:: Short problem 1 ::
From the FVAP juvenile dependency case law page, print the passage from "FVAP Juvenile Dependency" up to and including "cases since 2012.".
:: Short problem 2 ::
Answer these questions using the FVAP juvenile dependency case law page:
(a) Since what year are the published cases on the list dated?
(b) In which courts are these cases binding legal precedent?
(c) What do you click to read a decision?
:: Short problem 3 ::
Continue the FVAP juvenile dependency case law page from where it stops.

:: Page excerpt ::
——————————

FVAP Juvenile Dependency Case Law
Below is a list of FVAP’s published cases regarding juvenile dependency. These cases are binding legal precedent in all trial courts in California, and can be used to support domestic violence-related cases in trial court. Please note: This list is not comprehensive. Rather, it is a list of FVAP’s juvenile dependency-related published cases since 2012.
Laws often change. Reviewing this list is not a suitable substitute for legal research specific to your case. Additional legal research should be done before citing any case law in trial court. While a decision below may be used to support your (or your client’s) case in court, it may not be the best decision to use in your particular case, and/or there may be additional cases that you should cite. This list does not constitute legal advice, and does not create an attorney-client relationship between you and FVAP.
To read a decision, click on the case name. See our Legal Resource Library for toolkits, tip sheets, court templates, and other resources for survivors.

——————————

:: Listed entries ::

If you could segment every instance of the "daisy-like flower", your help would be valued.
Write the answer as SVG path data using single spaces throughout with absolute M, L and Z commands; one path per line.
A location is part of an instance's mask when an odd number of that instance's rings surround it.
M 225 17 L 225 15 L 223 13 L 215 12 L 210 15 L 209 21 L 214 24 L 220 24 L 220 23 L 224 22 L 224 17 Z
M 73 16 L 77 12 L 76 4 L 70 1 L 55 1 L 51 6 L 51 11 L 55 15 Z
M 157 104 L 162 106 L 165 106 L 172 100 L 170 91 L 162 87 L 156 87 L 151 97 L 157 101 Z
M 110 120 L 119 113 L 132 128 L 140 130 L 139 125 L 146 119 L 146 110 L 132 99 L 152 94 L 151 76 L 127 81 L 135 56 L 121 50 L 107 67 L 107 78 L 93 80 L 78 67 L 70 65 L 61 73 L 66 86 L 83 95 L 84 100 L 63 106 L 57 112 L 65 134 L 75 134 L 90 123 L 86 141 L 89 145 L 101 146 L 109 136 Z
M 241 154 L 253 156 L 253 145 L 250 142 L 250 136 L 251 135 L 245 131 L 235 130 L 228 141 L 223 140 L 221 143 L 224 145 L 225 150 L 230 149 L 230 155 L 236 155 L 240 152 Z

——————————

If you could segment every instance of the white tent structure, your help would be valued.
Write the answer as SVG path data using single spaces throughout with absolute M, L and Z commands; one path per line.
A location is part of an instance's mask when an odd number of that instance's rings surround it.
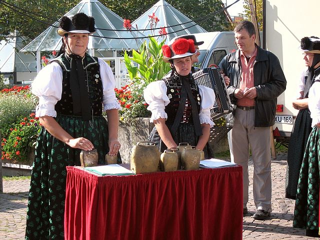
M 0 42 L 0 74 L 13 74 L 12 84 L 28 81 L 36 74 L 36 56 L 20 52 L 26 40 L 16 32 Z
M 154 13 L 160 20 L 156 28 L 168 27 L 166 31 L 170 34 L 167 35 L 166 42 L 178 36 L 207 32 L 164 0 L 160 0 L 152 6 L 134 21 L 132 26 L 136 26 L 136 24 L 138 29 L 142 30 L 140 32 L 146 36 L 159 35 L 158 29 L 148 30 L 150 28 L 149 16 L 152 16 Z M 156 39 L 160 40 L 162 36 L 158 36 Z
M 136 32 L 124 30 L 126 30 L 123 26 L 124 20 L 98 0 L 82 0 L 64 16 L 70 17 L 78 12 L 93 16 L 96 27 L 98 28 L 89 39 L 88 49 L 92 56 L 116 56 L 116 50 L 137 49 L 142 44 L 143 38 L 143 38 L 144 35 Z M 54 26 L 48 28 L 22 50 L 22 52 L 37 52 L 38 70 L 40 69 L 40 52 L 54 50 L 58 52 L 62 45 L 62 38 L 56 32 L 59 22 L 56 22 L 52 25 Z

——————————

:: Response 1 ::
FVAP Juvenile Dependency Case Law
Below is a list of FVAP’s published cases regarding juvenile dependency. These cases are binding legal precedent in all trial courts in California, and can be used to support domestic violence-related cases in trial court. Please note: This list is not comprehensive. Rather, it is a list of FVAP’s juvenile dependency-related published cases since 2012.

:: Response 2 ::
(a) 2012
(b) All trial courts in California
(c) The case name

:: Response 3 ::
What juvenile dependency courts should consider when deciding whether a domestic violence survivor can overcome the presumption that continued foster care is in their child’s best interest because the survivors’ reunification services were already ended:
In re J.M. (2020) 50 Cal.App.5th 833. In this case, the juvenile court took custody of a child because of the father’s domestic abuse of the mother. The mother was ordered to participate in domestic violence and other services, and a restraining order was issued to prevent the father from contacting the mother. The mother was slow to complete her services and contacted the father. Her reunification services were terminated, which is the last step before terminating parental rights. This created a presumption that continuing in foster care was in the child’s best interest. The mother later completed all her services, and asked the court to return her child because circumstances had changed. The trial court denied her request. The Court of Appeal overturned that decision, and ordered the child returned to the mother. The Court of Appeal recognized that it is often the case that a victim of domestic violence will not immediately understand they are a victim, the fact that the mother did not immediately break free from the cycle of abuse did not mean it was not currently in the child’s best interest to be returned to his mother. (FVAP obtained publication.)
Juvenile-court-ordered restraining orders:
In re Bruno M., (2018) 28 Cal.App.5th 990. This case establishes that when a child witnesses domestic violence, their mental and emotional peace can be disturbed, which justifies a restraining order under the Welfare and Institutions Code. This case also explains that seeking a juvenile-court-ordered restraining order is appropriate when an abusive parent threatens to take a child from a non-abusive parent. (FVAP obtained publication.)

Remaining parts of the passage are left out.